● **The exercise**:
Quote the HFT myths thread below word for word, from "I realize that" up to and including "of non-processing time.".

HFT Myths

Thanks for answer.
Could you please tell what do you think is the difference between taking and making strategies? I mean for example why you as you wrote doing mostly making strategies?
Do they require different type of price prediction or do taking strategies require better speed? Why can not you run taking strategies on same price prediction and do the same volume of taking as making?
Thank you for your answers
I like making markets because that's what I got started in and that's what I'm used to. There's inherent money in making markets because we are providing a service and people are willing to cross the bid/ask spread to pay up for that service, which I've learned to provide efficiently.

In pursuing taking strategies, speed is perhaps more important, but it's also easier to be faster because you're managing less orders, so it's not the main issue for me. The big difference, at least for me, is that you need stronger alpha signals that can make up for crossing the bid/ask spread, and that your risk profile is completely different. The income stream becomes much more volatile on a daily basis, but you avoid the fat tails of taking on unwanted inventory when market-making. I'm used to the latter and know how to alleviate and/or deal with it, but not comfortable with the former.
 
So if, TOTAL_LATENCY = EXCHANGE_TO_YOU + PROCESSING_TIME + YOU_TO_EXCHANGE, you only bother measuring PROCESSING_TIME (if I'm understanding correctly). I'm sure much of what you do is aimed at reduced the processing figure, but without constant monitoring of the other two (especially EXCHANGE_TO_YOU), how do you know if you're having network problems or the like? Perhaps a better question - how do you know that a signal is still valid and not stale? For example, say I trade a simple model where after Event1 on the exchange I have x micros to get my order on the book - after this point, positive expectancy is gone. If you don't know how long it's been since Event1 occurred, how can you determine whether sending the order makes sense?

I realize that you can get TOTAL_LATENCY figures by receiving a timestamped exchange event, sending an order in response, and then taking the difference in exchange timestamps for your order hitting the book and the original event. However, that is still after the fact and doesn't isolate each element of non-processing time.

EXCHANGE_TO_YOU <your recv time stamp - market data time stamp>
You could use this as a relative latency and if you see the number spike or deviate from the rolling median time you could have logic to not act on the quote, but personally I trigger an alert so you can troubleshoot. I would only do this if you have a VERY reliable feed handler and network connection.

PROCESSING_TIME <order send time stamp - recv time stamp>
This is probably the most important latency since you control everything in here. If your average processing time is 50 microseconds to see a quote, make a decision and send an order but after you made a code change your average went to 20 milliseconds, there is a problem.

● **Data section**:
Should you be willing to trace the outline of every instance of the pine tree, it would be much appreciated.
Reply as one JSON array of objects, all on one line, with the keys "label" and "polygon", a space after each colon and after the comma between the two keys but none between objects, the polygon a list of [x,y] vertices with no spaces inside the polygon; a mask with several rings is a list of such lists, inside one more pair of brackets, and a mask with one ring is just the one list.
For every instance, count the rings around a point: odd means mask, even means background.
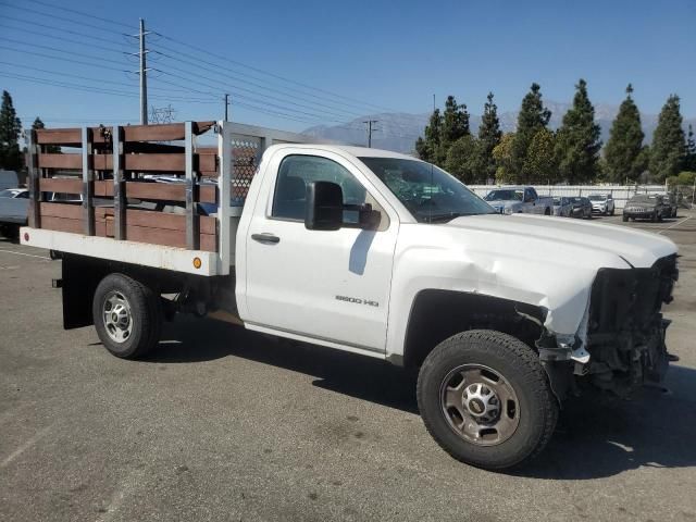
[{"label": "pine tree", "polygon": [[679,174],[686,151],[679,96],[670,95],[662,107],[650,147],[650,176],[659,183]]},{"label": "pine tree", "polygon": [[493,92],[488,92],[488,101],[483,108],[481,126],[478,127],[478,147],[476,151],[477,169],[484,179],[494,178],[496,175],[496,161],[493,149],[497,147],[502,137],[500,121],[498,120],[498,107],[493,102]]},{"label": "pine tree", "polygon": [[496,183],[517,183],[518,176],[513,171],[512,145],[514,133],[504,134],[500,142],[493,149],[493,159],[496,162]]},{"label": "pine tree", "polygon": [[439,113],[439,109],[435,109],[431,114],[428,125],[425,126],[425,137],[418,138],[415,141],[415,151],[418,157],[431,163],[437,162],[437,157],[440,153],[443,135],[443,116]]},{"label": "pine tree", "polygon": [[556,136],[548,128],[534,135],[523,167],[524,183],[554,183],[558,179]]},{"label": "pine tree", "polygon": [[530,91],[522,99],[522,107],[518,114],[518,128],[511,146],[511,164],[509,174],[521,175],[526,159],[526,151],[532,138],[542,128],[548,125],[551,111],[544,107],[542,101],[542,87],[532,84]]},{"label": "pine tree", "polygon": [[597,159],[601,149],[600,128],[595,123],[595,108],[587,97],[587,83],[575,86],[573,107],[563,115],[556,139],[558,169],[561,177],[575,184],[593,181],[597,174]]},{"label": "pine tree", "polygon": [[0,108],[0,169],[20,171],[22,167],[22,154],[17,142],[21,132],[22,122],[12,104],[12,97],[3,90]]},{"label": "pine tree", "polygon": [[463,183],[474,183],[481,177],[476,169],[476,141],[471,134],[465,134],[447,151],[445,170]]},{"label": "pine tree", "polygon": [[[46,128],[46,125],[39,116],[36,116],[36,120],[34,120],[34,123],[32,124],[32,128],[37,130],[39,128]],[[61,148],[58,145],[46,145],[44,146],[44,151],[51,154],[60,154]]]},{"label": "pine tree", "polygon": [[448,96],[443,113],[443,142],[451,145],[462,136],[470,134],[469,113],[464,103],[457,103],[453,96]]},{"label": "pine tree", "polygon": [[639,161],[643,149],[643,128],[641,127],[641,112],[631,98],[633,87],[626,87],[626,99],[619,108],[619,114],[611,124],[609,140],[605,147],[607,177],[609,181],[620,183],[626,177],[637,179],[645,170],[644,162]]},{"label": "pine tree", "polygon": [[694,139],[694,129],[691,123],[688,124],[688,134],[686,135],[684,169],[686,171],[696,171],[696,139]]}]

● **Exercise answer**:
I realize that you can get TOTAL_LATENCY figures by receiving a timestamped exchange event, sending an order in response, and then taking the difference in exchange timestamps for your order hitting the book and the original event. However, that is still after the fact and doesn't isolate each element of non-processing time.